An internationally respected pediatric surgeon, Dr. Koop became Surgeon-in-Chief of the Children's Hospital of Philadelphia in 1948 and served in that capacity until he left the academic world in 1981. He was the Editor-in-Chief of the Journal of Pediatric Surgery from 1964-1976.
Dr. Koop was appointed Deputy Assistant Secretary for Health, U.S. Public Health Service (PHS) in March 1981 and was sworn in as the U.S. Surgeon General on November 17, 1981. He was also appointed Director of the Office of International Health in May 1982. As Surgeon General, Dr. Koop oversaw the activities of the 6,000 member PHS Commissioned Corps and advised the public on a variety of health matters: smoking and health, diet and nutrition, environmental health hazards, and the importance of immunization and disease prevention. He also became the government's chief spokesman on AIDS. He resigned as Surgeon General on October 1, 1989 and continues to be a force for public health and health education through his writings, electronic media, public appearances, personal contacts, and as Senior Scholar of the C. Everett Koop Institute at Dartmouth.
Dr. Koop was awarded the Denis Brown Gold Medal by the British Association of Paediatric Surgeons; the William E. Ladd Gold Medal of the American Academy of Pediatrics in recognition of outstanding contributions to the field of pediatric surgery; the Order of the Duarte, Sanchez, and Mella (the highest award of the Dominican Republic) for his achievement in separating the conjoined Dominican twins; and a number of other awards from civic, religious, medical and philanthropic organizations. He was awarded the Medal of the Legion of Honor by the government of France in 1980, was inducted into the Royal College of Surgeons of England in 1982 as well as the Royal College of Physicians and Surgeons of Glasgow in 1987. In May 1983, Dr. Koop was awarded the Public Health Service Distinguished Service Medal in recognition of his extraordinary leadership of the U.S. Public Health Service. After his retirement, he was presented with the Surgeon General's Exemplary Service Medal and the Surgeon General's Medallion. In September of 1995, President Clinton presented him with the Presidential Medal of Freedom, the nation's highest civilian award.

## Stored data
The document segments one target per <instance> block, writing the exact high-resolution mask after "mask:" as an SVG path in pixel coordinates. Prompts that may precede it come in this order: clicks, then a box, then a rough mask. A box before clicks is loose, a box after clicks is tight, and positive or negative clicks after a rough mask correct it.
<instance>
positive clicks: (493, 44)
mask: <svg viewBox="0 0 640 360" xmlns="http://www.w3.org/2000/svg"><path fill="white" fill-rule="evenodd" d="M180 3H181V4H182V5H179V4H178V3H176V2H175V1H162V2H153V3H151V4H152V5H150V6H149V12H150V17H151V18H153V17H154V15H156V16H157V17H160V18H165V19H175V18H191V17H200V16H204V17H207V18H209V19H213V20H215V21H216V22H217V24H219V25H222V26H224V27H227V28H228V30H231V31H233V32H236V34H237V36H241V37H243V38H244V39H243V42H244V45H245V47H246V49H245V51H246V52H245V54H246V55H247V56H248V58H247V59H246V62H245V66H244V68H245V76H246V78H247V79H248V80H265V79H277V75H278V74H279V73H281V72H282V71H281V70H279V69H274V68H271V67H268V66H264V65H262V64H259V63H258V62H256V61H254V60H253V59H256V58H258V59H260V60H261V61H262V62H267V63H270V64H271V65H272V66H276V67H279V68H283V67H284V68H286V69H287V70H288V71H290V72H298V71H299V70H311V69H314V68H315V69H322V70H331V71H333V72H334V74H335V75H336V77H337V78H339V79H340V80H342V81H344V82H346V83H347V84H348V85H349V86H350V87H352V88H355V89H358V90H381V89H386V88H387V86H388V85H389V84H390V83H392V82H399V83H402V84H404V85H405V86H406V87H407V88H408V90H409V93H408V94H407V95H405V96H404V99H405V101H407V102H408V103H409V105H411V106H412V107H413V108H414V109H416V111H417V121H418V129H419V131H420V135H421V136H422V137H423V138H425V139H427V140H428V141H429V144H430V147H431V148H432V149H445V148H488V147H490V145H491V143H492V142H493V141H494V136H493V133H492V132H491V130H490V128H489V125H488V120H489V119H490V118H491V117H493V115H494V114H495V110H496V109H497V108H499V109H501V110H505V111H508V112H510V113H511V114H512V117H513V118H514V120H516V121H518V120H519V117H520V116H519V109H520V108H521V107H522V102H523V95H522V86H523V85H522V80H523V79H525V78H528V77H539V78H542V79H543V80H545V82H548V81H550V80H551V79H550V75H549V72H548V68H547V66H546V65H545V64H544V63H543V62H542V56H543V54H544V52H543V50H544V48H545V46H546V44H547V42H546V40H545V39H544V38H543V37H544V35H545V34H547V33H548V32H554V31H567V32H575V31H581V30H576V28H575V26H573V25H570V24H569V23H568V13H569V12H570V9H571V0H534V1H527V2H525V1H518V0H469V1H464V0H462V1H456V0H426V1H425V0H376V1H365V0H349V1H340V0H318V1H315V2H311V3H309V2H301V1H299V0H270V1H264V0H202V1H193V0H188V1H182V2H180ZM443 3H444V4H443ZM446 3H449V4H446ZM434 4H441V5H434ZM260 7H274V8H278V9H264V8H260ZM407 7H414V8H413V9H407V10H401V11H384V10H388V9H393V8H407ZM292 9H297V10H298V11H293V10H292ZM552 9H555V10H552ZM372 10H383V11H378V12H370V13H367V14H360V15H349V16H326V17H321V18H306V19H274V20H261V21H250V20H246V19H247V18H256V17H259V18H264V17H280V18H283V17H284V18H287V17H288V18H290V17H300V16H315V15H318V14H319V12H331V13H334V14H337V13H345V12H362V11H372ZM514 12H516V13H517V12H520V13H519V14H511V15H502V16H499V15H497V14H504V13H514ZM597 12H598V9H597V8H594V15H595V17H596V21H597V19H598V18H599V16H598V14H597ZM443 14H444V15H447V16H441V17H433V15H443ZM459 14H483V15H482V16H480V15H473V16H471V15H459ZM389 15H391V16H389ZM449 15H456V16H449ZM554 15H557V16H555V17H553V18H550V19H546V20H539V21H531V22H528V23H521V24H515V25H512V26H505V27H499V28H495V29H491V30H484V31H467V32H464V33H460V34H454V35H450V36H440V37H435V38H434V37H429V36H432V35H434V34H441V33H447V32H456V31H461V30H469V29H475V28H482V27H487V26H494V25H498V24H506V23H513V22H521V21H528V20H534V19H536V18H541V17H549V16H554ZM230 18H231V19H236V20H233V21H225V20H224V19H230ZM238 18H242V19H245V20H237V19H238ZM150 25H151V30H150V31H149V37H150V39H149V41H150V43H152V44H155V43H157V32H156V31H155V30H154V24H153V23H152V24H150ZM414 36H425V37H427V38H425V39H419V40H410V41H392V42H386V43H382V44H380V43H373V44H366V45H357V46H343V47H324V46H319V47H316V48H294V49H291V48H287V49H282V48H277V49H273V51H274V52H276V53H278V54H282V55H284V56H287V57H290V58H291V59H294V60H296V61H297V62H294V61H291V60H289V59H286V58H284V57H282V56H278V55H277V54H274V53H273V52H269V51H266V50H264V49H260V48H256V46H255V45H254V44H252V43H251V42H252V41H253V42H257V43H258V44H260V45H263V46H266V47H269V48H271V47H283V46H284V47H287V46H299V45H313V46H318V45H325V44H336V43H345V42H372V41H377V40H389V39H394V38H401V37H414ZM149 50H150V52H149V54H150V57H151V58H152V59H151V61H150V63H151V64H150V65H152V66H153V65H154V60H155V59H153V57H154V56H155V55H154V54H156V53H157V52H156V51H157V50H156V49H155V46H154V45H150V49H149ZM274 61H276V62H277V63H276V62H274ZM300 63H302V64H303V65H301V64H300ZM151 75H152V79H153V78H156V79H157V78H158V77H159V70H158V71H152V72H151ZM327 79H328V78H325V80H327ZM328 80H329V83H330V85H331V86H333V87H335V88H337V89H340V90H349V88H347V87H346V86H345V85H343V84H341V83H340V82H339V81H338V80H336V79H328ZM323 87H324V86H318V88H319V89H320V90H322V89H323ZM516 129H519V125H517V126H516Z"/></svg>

## Task description
In the account of Dr. Koop's career, swap "chief spokesman" for "leading spokesman" and give the passage again, starting at "Dr. Koop was appointed" and ending at "Institute at Dartmouth.".

## Task output
Dr. Koop was appointed Deputy Assistant Secretary for Health, U.S. Public Health Service (PHS) in March 1981 and was sworn in as the U.S. Surgeon General on November 17, 1981. He was also appointed Director of the Office of International Health in May 1982. As Surgeon General, Dr. Koop oversaw the activities of the 6,000 member PHS Commissioned Corps and advised the public on a variety of health matters: smoking and health, diet and nutrition, environmental health hazards, and the importance of immunization and disease prevention. He also became the government's leading spokesman on AIDS. He resigned as Surgeon General on October 1, 1989 and continues to be a force for public health and health education through his writings, electronic media, public appearances, personal contacts, and as Senior Scholar of the C. Everett Koop Institute at Dartmouth.